◆ Alıştırma 1: Metinden "III-KANUN YARARINA BOZMA" sözleriyle başlayıp "biri oranında artırılır." sözlerine kadar uzanan bölümü, iki uç da dahil olmak üzere olduğu gibi çıkarın.

◆ Metin:
• • • • •

III-KANUN YARARINA BOZMA İSTEMİNE İLİŞKİN UYUŞMAZLIĞIN KAPSAMI:
Yapılan yargılama sonunda CMK 223 maddesi gereğince beraatine karar verilen sanığa atılı eylemin Cumhurbaşkanına hakaret suçunu oluşturup oluşturmadığına yönelik uyuşmazlık bulunmaktadır.
IV-HUKUKSAL DEĞERLENDİRME:
Yasal düzenlemeler şöyledir;
5237 sayılı TCK’nun ;
Cumhurbaşkanına hakaret
Madde 299- (1) Cumhurbaşkanına hakaret eden kişi, bir yıldan dört yıla kadar hapis cezası ile cezalandırılır.
(2) (Değişik: 29/6/2005 – 5377/35 md.) Suçun alenen işlenmesi hâlinde, verilecek ceza altıda biri oranında artırılır.
(3) Bu suçtan dolayı kovuşturma yapılması, Adalet Bakanının iznine bağlıdır
Kanun yararına bozma, kesinleşen hükümde verildiği zaman yürürlükte bulunan usul ve maddi hukuka ilişkin hukuka aykırılıkların giderilmesi ile sınırlı olduğundan, inceleme karar tarihindeki mevzuat hükümlerine göre yapılmıştır.

• • • • •

◆ Alıştırma girdisi:
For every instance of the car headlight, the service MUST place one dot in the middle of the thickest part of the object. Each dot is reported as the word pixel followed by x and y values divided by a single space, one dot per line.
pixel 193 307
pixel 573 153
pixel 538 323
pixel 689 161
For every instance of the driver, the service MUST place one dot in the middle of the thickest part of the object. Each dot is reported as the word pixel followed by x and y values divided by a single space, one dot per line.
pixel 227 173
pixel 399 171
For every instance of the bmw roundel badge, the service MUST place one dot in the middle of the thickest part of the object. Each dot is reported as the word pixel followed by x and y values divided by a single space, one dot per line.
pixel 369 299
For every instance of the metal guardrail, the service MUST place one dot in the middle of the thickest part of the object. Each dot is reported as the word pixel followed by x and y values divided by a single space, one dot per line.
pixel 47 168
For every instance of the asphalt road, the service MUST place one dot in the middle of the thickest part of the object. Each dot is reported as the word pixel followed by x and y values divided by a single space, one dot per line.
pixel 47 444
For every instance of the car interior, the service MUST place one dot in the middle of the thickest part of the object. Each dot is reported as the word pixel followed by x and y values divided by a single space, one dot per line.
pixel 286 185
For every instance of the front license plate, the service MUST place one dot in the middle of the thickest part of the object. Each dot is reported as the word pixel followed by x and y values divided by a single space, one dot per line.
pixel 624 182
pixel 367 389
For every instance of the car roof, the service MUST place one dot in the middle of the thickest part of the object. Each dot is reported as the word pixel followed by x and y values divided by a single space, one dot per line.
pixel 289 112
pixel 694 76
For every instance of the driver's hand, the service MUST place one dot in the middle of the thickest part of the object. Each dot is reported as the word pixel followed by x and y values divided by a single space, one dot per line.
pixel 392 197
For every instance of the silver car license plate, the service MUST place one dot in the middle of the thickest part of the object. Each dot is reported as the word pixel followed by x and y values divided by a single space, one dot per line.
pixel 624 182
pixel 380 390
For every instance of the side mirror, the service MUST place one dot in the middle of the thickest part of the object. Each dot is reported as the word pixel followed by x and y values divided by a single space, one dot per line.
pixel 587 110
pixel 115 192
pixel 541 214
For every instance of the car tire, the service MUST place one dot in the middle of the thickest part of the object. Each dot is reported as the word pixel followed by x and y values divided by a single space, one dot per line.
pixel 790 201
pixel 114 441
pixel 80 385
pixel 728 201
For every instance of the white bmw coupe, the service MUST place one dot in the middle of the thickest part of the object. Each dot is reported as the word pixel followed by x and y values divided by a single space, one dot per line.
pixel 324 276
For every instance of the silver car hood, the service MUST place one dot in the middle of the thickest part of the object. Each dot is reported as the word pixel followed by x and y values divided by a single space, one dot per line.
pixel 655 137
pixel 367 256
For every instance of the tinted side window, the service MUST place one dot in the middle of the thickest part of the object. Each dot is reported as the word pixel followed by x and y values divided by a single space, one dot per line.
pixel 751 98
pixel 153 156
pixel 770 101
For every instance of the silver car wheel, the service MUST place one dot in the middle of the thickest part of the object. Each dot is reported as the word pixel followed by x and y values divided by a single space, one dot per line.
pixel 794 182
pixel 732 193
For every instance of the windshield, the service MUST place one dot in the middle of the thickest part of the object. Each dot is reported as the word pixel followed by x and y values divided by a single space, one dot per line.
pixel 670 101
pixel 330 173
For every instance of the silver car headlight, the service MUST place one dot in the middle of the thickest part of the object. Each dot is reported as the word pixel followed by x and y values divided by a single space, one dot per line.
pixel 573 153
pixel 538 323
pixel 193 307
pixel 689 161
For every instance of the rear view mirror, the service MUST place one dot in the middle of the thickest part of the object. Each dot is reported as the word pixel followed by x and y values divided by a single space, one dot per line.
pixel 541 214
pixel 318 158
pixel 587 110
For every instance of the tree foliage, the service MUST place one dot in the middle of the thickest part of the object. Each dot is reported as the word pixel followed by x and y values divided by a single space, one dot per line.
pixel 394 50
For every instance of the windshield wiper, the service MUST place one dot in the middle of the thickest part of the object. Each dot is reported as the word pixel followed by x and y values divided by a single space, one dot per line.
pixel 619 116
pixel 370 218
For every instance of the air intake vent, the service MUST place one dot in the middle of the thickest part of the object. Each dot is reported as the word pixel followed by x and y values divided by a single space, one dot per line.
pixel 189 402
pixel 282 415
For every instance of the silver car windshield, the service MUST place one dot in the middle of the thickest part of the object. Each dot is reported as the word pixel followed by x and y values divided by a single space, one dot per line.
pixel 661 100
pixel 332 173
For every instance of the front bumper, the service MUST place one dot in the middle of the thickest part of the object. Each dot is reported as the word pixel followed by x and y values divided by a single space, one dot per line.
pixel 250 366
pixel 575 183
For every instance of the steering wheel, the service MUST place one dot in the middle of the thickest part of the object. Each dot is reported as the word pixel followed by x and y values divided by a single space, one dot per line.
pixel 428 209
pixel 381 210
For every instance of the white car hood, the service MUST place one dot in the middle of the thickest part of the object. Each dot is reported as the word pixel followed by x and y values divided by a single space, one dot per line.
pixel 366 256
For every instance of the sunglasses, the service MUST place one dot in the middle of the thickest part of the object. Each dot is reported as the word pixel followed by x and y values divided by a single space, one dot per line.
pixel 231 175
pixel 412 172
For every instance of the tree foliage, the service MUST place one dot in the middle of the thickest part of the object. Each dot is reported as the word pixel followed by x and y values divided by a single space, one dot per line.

• • • • •

◆ Alıştırma 2: Listede "For every instance of the silver car windshield, the" geçen satırla başlayıp "pixel 332 173" geçen satıra kadar süren kısmı, iki uç da dahil, "istek" ve "yanıt" sütunlarından oluşan iki sütunlu bir CSV olarak düzenleyin. Her satırda istek metni ile yanıtı ayrı tırnaklı birer alanda yer alsın ve satır sonları boşluğa çevrilsin.

◆ Doğru sonuç 1:
III-KANUN YARARINA BOZMA İSTEMİNE İLİŞKİN UYUŞMAZLIĞIN KAPSAMI:
Yapılan yargılama sonunda CMK 223 maddesi gereğince beraatine karar verilen sanığa atılı eylemin Cumhurbaşkanına hakaret suçunu oluşturup oluşturmadığına yönelik uyuşmazlık bulunmaktadır.
IV-HUKUKSAL DEĞERLENDİRME:
Yasal düzenlemeler şöyledir;
5237 sayılı TCK’nun ;
Cumhurbaşkanına hakaret
Madde 299- (1) Cumhurbaşkanına hakaret eden kişi, bir yıldan dört yıla kadar hapis cezası ile cezalandırılır.
(2) (Değişik: 29/6/2005 – 5377/35 md.) Suçun alenen işlenmesi hâlinde, verilecek ceza altıda biri oranında artırılır.

◆ Doğru sonuç 2:
istek,yanıt
"For every instance of the silver car windshield, the service MUST place one dot in the middle of the thickest part of the object. Each dot is reported as the word pixel followed by x and y values divided by a single space, one dot per line.","pixel 661 100 pixel 332 173"